§ **QUOTED TEXT**
Đuro Tiljak, The Banks of Korana River, 1916

Đuro Tiljak
(1895-1965)
The Banks of Korana River, 1916
watercolour, pencil on paper
24.5×23.5 cm
MG-3495

Đuro Tiljak (1895-1965) studied at the Academy of Fine Arts in Zagreb, in Moscow under Wassily Kandinsky whose classes he attended in 1919, and in Paris. Besides his work as a critic, editor, school teacher and professor at the Academy of Fine Arts in Zagreb, his exhibition-related activities are also important, particularly those related to the Spring Salon during the 1920s and the Earth Association of Artists. He was a member of the Yugoslav Academy of Sciences and Arts. Tiljak’s rounded painting oeuvre covers a whole array of styles, ranging from his early refined watercolours through the Magical Realism he embraced in the 1930s to the Poetic Realism featured in his landscapes and dramatic figurations of scenes of war, after all of which he returned to watercolours verging on Abstraction.

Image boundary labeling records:
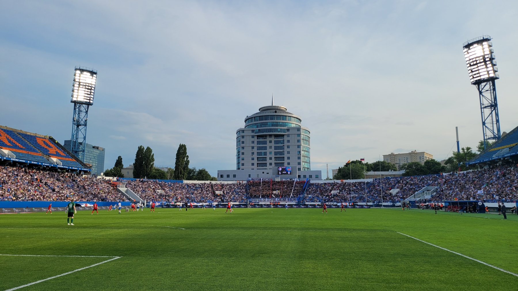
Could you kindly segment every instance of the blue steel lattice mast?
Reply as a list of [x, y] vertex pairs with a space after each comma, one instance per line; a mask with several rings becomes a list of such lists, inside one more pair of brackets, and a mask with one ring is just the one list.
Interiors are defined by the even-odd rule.
[[495, 80], [499, 77], [496, 74], [498, 69], [490, 40], [491, 37], [484, 35], [465, 42], [463, 47], [470, 81], [479, 91], [484, 149], [488, 142], [500, 137], [495, 86]]
[[70, 151], [81, 161], [84, 161], [88, 109], [94, 104], [96, 79], [97, 71], [95, 70], [84, 67], [76, 67], [72, 99], [70, 101], [74, 103]]

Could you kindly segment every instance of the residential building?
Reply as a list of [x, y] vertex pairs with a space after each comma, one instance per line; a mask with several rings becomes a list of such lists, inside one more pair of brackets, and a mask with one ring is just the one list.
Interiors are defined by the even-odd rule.
[[[236, 131], [235, 171], [247, 172], [220, 170], [218, 180], [228, 180], [227, 176], [239, 180], [267, 176], [273, 178], [281, 167], [291, 167], [291, 174], [282, 175], [283, 179], [311, 176], [322, 179], [322, 171], [311, 171], [310, 130], [301, 125], [300, 116], [275, 105], [272, 98], [271, 105], [261, 107], [244, 121], [244, 126]], [[231, 171], [233, 173], [227, 173]]]
[[404, 173], [405, 173], [404, 171], [387, 171], [382, 172], [373, 172], [371, 171], [365, 173], [365, 179], [379, 178], [380, 176], [381, 178], [401, 177]]
[[394, 154], [391, 152], [390, 155], [383, 155], [383, 160], [391, 164], [396, 165], [398, 169], [403, 164], [411, 162], [419, 162], [424, 163], [425, 161], [431, 160], [434, 156], [425, 151], [413, 150], [405, 154]]
[[122, 172], [122, 175], [124, 175], [124, 178], [133, 178], [133, 165], [131, 164], [127, 167], [122, 168], [121, 172]]

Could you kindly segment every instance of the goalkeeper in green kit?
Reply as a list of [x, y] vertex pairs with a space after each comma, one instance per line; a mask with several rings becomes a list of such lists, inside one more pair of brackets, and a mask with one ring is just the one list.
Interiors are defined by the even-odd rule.
[[67, 217], [66, 222], [67, 223], [68, 223], [68, 220], [70, 219], [70, 218], [71, 218], [72, 220], [70, 222], [70, 223], [68, 223], [68, 225], [74, 225], [74, 214], [75, 213], [77, 213], [77, 211], [76, 211], [76, 204], [74, 203], [74, 199], [72, 199], [70, 201], [70, 203], [68, 203], [68, 205], [67, 205], [66, 208], [68, 212], [68, 216]]

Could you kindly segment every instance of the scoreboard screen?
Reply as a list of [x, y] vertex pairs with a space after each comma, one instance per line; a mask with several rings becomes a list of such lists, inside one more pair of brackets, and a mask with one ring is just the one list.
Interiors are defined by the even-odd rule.
[[277, 175], [291, 175], [291, 167], [279, 167]]

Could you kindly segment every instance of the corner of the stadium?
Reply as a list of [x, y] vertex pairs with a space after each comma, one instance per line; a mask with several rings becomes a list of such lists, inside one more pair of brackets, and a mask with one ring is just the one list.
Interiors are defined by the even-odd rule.
[[489, 148], [466, 162], [481, 168], [494, 164], [516, 164], [518, 162], [518, 127], [502, 136]]
[[0, 125], [0, 165], [90, 175], [91, 167], [51, 136]]

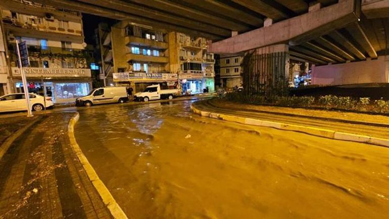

§ **EXERCISE 1**
Rewrite the passage on Đuro Tiljak from "Đuro Tiljak (1895-1965)" to "verging on Abstraction.", switching "Moscow" for "Saint Petersburg".
§ **EXERCISE 2**
In the passage on Đuro Tiljak, list every role that the sentence beginning "Besides his work as" names for him.
§ **EXERCISE 3**
Carry on the passage on Đuro Tiljak from its final sentence.
These records were taken from a separate source.

§ **REPLY 1**
Đuro Tiljak (1895-1965) studied at the Academy of Fine Arts in Zagreb, in Saint Petersburg under Wassily Kandinsky whose classes he attended in 1919, and in Paris. Besides his work as a critic, editor, school teacher and professor at the Academy of Fine Arts in Zagreb, his exhibition-related activities are also important, particularly those related to the Spring Salon during the 1920s and the Earth Association of Artists. He was a member of the Yugoslav Academy of Sciences and Arts. Tiljak’s rounded painting oeuvre covers a whole array of styles, ranging from his early refined watercolours through the Magical Realism he embraced in the 1930s to the Poetic Realism featured in his landscapes and dramatic figurations of scenes of war, after all of which he returned to watercolours verging on Abstraction.

§ **REPLY 2**
critic, editor, school teacher, professor at the Academy of Fine Arts in Zagreb

§ **REPLY 3**
Featuring subtle shade nuances of greens, blues and browns, Tiljak’s early The Banks of Korana River watercolour from 1916 is a work of art whose atmosphere is almost lyrical bordering between Abstract and Figurative Art. The richness and the amount of thought Tiljak invested in grading the scene tonally manifest themselves in the inversely proportional ratio of blues and greens in the depiction of canopies along the river bank, i.e. their reflection in the water.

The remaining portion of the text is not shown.